*** Provided records Section Begins ***

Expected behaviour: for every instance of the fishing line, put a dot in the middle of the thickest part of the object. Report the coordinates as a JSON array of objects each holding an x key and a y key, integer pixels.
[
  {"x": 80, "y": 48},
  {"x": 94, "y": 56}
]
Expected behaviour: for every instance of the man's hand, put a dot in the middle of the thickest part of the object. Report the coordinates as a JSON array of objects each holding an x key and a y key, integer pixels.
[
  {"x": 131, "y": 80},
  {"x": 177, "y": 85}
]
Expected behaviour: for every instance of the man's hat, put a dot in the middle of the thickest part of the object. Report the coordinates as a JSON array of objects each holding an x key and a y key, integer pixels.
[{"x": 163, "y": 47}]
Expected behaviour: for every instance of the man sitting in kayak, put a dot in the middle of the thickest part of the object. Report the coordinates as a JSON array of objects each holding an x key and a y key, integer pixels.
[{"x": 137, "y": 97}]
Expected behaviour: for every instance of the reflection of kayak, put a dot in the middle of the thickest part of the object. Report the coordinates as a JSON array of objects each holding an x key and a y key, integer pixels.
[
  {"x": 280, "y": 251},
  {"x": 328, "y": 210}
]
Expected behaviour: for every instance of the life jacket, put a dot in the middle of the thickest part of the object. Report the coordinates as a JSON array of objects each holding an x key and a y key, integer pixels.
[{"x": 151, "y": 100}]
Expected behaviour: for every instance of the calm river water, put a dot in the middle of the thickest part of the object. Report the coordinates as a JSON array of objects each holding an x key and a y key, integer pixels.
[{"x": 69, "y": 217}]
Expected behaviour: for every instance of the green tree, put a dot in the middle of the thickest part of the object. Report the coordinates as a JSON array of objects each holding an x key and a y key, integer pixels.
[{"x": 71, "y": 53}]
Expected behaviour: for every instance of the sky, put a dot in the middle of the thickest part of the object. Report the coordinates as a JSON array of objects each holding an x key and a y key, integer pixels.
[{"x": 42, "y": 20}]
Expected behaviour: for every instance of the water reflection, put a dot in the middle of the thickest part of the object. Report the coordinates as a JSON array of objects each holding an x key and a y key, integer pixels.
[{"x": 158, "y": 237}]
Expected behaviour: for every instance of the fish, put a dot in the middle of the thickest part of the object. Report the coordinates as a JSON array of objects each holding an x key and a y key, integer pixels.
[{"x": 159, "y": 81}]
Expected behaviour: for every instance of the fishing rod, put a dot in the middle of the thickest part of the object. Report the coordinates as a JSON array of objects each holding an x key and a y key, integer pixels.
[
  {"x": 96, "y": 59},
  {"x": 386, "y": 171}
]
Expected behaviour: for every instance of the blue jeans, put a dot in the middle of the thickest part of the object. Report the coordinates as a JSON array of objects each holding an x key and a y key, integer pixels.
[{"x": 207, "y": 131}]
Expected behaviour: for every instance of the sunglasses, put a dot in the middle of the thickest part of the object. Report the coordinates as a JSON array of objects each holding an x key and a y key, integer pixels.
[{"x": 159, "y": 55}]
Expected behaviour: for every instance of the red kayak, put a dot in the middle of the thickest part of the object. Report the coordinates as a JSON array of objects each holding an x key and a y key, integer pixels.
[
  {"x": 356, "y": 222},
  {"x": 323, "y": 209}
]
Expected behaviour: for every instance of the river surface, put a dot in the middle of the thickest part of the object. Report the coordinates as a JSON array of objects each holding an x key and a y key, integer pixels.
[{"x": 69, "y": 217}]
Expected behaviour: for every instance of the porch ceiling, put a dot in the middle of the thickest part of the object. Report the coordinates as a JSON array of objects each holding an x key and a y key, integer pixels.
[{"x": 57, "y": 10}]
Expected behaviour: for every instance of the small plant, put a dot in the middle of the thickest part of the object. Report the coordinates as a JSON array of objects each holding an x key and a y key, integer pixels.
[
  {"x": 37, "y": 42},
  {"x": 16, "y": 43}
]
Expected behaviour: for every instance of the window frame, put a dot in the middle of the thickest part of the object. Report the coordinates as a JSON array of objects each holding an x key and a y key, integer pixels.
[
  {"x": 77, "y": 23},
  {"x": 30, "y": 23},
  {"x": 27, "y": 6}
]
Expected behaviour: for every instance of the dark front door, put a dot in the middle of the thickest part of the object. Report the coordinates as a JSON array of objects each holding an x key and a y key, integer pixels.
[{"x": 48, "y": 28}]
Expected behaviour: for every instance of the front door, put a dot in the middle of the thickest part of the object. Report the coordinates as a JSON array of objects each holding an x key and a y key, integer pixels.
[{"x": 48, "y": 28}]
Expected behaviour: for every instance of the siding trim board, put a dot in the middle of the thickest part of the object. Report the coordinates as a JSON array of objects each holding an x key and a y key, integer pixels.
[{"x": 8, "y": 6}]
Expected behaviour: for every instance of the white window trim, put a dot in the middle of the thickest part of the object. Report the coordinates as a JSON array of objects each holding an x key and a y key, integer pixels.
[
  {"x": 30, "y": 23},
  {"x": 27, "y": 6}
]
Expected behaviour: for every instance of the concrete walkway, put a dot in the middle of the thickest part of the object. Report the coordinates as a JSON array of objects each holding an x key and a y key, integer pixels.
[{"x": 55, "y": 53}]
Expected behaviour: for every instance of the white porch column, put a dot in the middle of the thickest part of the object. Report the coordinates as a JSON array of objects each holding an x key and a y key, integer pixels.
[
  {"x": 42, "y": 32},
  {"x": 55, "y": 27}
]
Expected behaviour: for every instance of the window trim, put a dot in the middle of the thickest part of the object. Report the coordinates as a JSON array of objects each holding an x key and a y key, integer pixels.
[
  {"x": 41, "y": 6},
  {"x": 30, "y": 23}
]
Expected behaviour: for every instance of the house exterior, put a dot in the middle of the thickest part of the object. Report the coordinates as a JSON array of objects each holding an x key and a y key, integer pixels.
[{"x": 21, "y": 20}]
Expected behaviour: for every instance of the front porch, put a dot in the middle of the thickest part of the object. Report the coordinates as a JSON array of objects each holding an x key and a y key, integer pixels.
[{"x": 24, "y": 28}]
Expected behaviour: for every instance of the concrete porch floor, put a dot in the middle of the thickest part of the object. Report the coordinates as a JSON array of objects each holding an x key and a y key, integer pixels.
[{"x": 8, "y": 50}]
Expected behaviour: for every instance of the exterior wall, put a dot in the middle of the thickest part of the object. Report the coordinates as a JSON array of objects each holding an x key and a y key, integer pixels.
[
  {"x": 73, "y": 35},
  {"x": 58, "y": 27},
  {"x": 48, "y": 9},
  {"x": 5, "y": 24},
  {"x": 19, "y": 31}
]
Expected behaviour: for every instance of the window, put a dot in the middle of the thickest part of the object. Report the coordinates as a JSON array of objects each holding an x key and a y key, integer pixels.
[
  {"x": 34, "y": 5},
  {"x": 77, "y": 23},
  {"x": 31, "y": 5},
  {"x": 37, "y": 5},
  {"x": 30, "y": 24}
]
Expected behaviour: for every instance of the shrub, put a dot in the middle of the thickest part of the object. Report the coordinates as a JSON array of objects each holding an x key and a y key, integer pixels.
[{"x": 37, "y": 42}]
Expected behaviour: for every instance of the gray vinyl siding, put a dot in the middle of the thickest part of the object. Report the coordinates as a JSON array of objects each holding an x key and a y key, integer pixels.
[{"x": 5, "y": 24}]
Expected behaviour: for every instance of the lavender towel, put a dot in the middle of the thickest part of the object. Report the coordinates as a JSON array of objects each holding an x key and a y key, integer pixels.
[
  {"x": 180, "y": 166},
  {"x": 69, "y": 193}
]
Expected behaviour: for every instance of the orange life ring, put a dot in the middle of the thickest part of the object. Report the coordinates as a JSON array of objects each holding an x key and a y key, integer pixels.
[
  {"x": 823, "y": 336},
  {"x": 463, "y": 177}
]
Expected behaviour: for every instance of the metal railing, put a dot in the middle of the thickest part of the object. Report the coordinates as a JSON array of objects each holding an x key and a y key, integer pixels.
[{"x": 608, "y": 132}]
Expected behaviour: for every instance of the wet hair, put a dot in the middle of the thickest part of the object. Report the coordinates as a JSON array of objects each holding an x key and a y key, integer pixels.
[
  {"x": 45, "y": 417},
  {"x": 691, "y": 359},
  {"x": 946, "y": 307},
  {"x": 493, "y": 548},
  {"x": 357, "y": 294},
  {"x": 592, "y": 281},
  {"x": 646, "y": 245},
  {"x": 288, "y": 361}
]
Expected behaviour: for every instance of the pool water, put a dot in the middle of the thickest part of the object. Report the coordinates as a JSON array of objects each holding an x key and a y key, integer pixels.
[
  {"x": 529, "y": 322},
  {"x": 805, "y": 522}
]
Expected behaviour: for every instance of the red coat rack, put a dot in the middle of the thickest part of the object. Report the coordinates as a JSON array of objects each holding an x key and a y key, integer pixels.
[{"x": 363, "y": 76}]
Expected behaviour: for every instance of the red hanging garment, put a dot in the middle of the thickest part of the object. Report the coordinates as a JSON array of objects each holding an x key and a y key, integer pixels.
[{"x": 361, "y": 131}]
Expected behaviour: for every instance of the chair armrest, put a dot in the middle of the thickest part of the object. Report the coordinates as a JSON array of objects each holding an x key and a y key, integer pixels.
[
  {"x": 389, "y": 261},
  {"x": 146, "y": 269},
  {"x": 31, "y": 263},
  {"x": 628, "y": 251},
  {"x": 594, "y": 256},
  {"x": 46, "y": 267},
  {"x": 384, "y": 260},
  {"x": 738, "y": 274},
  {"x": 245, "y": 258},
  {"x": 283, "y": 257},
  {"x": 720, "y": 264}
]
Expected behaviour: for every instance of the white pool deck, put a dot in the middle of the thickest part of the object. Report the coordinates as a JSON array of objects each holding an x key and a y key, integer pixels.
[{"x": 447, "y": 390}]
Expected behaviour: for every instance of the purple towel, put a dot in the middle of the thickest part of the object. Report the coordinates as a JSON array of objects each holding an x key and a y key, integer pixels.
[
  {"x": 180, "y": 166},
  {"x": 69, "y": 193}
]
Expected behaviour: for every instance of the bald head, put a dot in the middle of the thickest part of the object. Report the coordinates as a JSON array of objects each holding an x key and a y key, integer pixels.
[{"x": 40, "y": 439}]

*** Provided records Section Ends ***

Each line from the one that contains "Expected behaviour: for every instance of the chair" through the end of the records must be repeated exactly. No other line belongs in the answer.

• **Answer**:
Expected behaviour: for every instance of the chair armrest, put a dot in the middle of the thickest part of the object. Report the coordinates as a JSON array of objects each holding an x key and a y key, integer pixels.
[
  {"x": 389, "y": 261},
  {"x": 146, "y": 269},
  {"x": 31, "y": 263},
  {"x": 628, "y": 251},
  {"x": 594, "y": 256},
  {"x": 46, "y": 267},
  {"x": 384, "y": 260},
  {"x": 738, "y": 274},
  {"x": 245, "y": 258},
  {"x": 283, "y": 257},
  {"x": 720, "y": 264}
]
Expected behaviour: for every instance of the white pool deck, put a dot in the middle of the thickest part of the object. Report the coordinates as a JSON array of objects each holding an x key and a y key, integer pixels.
[{"x": 447, "y": 390}]
Expected behaviour: for every instance of the purple towel, put a dot in the middle of the thickest part of the object. Report the coordinates as a JSON array of objects each holding an x key and a y key, integer pixels.
[
  {"x": 180, "y": 166},
  {"x": 69, "y": 193}
]
Expected behaviour: for every instance of the bald head, put a dot in the middle of the thickest part of the object. Report the coordinates as a JSON array of objects each holding an x key and a y key, integer pixels.
[{"x": 40, "y": 439}]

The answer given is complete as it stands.